▸ **Action item**
In the data, extract each line that holds the string "door".

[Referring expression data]
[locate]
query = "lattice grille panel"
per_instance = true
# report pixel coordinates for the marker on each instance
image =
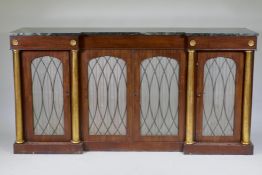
(219, 97)
(47, 87)
(107, 96)
(159, 96)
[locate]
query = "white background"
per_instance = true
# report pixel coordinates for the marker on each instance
(122, 13)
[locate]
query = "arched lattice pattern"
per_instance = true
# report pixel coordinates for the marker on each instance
(107, 96)
(159, 96)
(47, 87)
(219, 97)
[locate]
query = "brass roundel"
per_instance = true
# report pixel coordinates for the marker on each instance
(73, 42)
(251, 43)
(14, 42)
(192, 43)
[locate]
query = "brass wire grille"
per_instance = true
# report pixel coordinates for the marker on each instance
(47, 87)
(159, 78)
(107, 78)
(219, 97)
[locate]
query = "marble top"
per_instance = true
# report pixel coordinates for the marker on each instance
(134, 31)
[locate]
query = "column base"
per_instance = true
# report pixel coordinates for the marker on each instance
(48, 148)
(219, 148)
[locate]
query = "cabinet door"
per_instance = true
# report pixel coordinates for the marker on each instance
(219, 96)
(160, 77)
(106, 106)
(46, 95)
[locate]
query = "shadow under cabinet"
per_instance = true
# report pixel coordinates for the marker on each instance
(176, 89)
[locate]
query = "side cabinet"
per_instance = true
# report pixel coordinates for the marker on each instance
(45, 93)
(219, 95)
(189, 92)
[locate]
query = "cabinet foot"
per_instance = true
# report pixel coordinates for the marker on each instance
(219, 148)
(48, 148)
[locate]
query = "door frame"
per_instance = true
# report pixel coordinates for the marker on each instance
(26, 58)
(202, 57)
(85, 57)
(180, 57)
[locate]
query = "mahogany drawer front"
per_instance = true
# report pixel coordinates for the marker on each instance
(118, 41)
(44, 42)
(222, 42)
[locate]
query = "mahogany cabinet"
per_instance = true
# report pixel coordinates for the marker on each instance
(174, 89)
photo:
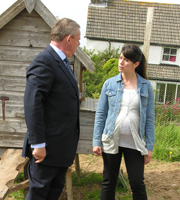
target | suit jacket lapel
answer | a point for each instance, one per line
(63, 66)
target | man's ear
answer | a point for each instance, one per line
(137, 64)
(68, 38)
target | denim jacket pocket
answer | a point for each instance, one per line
(144, 98)
(111, 95)
(108, 144)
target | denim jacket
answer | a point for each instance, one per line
(109, 106)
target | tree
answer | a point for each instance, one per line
(106, 66)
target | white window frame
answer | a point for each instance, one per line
(165, 92)
(169, 62)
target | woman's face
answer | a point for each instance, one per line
(126, 65)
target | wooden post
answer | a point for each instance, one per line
(77, 166)
(147, 36)
(69, 184)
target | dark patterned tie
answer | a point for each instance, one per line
(66, 61)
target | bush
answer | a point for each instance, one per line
(167, 140)
(168, 113)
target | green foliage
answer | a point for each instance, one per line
(167, 140)
(106, 66)
(168, 112)
(93, 195)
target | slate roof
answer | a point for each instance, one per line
(163, 72)
(124, 21)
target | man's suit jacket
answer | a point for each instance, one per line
(51, 105)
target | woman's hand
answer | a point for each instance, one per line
(147, 158)
(39, 154)
(97, 151)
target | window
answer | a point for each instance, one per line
(167, 92)
(169, 54)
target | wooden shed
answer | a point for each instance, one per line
(24, 32)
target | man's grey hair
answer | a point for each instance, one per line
(64, 27)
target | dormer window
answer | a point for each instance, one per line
(169, 55)
(99, 3)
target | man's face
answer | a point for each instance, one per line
(74, 42)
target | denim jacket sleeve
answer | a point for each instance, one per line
(149, 123)
(100, 117)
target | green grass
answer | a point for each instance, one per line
(167, 140)
(19, 195)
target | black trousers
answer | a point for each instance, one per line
(135, 168)
(45, 182)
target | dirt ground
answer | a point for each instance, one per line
(162, 179)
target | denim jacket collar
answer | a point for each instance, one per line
(140, 79)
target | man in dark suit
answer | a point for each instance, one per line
(51, 105)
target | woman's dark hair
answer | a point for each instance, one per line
(134, 53)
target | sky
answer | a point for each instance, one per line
(73, 9)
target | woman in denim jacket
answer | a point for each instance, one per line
(124, 124)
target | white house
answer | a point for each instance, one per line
(113, 23)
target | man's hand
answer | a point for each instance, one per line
(97, 151)
(147, 158)
(39, 154)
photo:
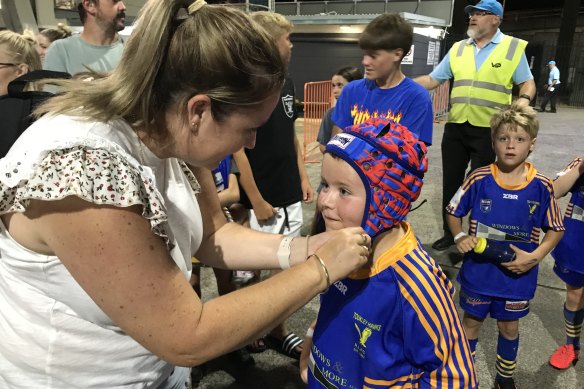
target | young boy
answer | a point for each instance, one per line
(392, 323)
(386, 92)
(510, 202)
(569, 265)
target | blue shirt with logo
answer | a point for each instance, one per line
(393, 325)
(568, 252)
(511, 214)
(554, 75)
(408, 104)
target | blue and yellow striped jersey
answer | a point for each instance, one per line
(511, 214)
(567, 252)
(393, 325)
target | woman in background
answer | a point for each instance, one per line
(18, 56)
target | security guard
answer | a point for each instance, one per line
(484, 68)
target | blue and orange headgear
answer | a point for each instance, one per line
(391, 162)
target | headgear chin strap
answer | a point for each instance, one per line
(391, 161)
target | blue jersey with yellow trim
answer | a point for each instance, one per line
(511, 214)
(568, 252)
(408, 104)
(393, 325)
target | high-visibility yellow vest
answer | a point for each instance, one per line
(476, 95)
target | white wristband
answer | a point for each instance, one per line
(460, 235)
(283, 253)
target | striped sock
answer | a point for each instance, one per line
(506, 357)
(573, 321)
(473, 346)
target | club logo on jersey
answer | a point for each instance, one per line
(360, 347)
(473, 300)
(532, 207)
(363, 335)
(341, 287)
(288, 104)
(516, 306)
(497, 232)
(342, 140)
(486, 205)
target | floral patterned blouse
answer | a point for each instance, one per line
(53, 334)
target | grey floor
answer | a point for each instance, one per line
(559, 141)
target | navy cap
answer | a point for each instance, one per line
(492, 6)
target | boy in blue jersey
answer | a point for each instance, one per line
(569, 264)
(508, 201)
(392, 323)
(386, 92)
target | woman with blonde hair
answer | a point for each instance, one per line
(17, 57)
(106, 197)
(47, 36)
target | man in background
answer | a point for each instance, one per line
(484, 68)
(551, 88)
(98, 47)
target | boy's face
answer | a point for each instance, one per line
(342, 197)
(512, 146)
(379, 64)
(339, 83)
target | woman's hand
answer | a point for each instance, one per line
(346, 250)
(465, 244)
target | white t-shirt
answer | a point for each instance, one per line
(52, 334)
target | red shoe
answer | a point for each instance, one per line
(564, 356)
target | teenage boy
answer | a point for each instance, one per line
(386, 92)
(509, 202)
(273, 177)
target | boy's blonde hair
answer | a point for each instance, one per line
(21, 49)
(513, 117)
(274, 23)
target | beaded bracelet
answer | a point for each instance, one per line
(328, 278)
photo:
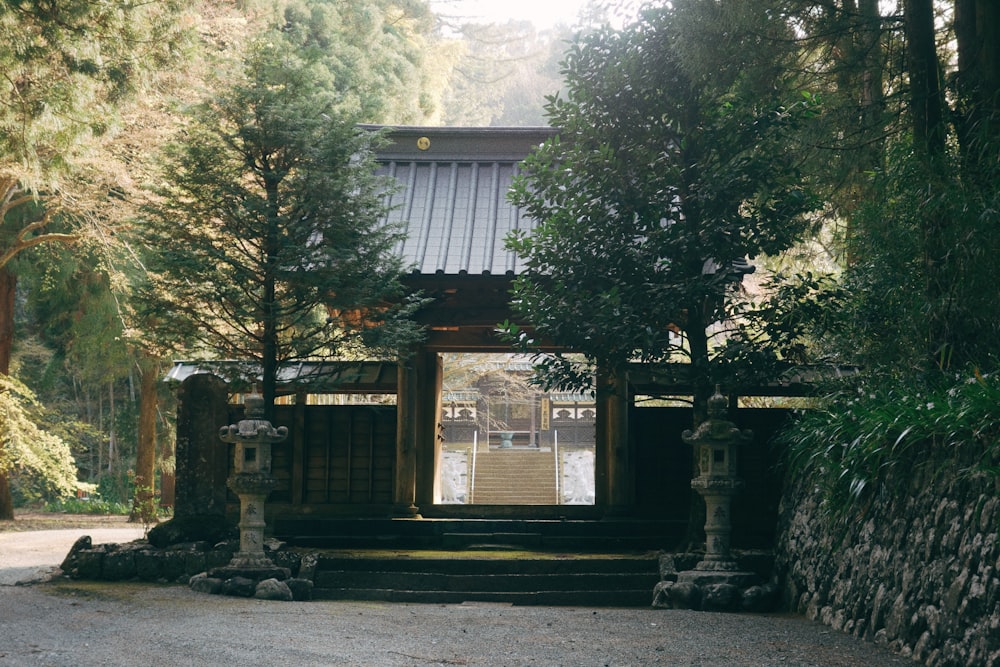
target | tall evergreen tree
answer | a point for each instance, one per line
(266, 241)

▸ **Task response**
query = "cabinet door"
query = "door frame"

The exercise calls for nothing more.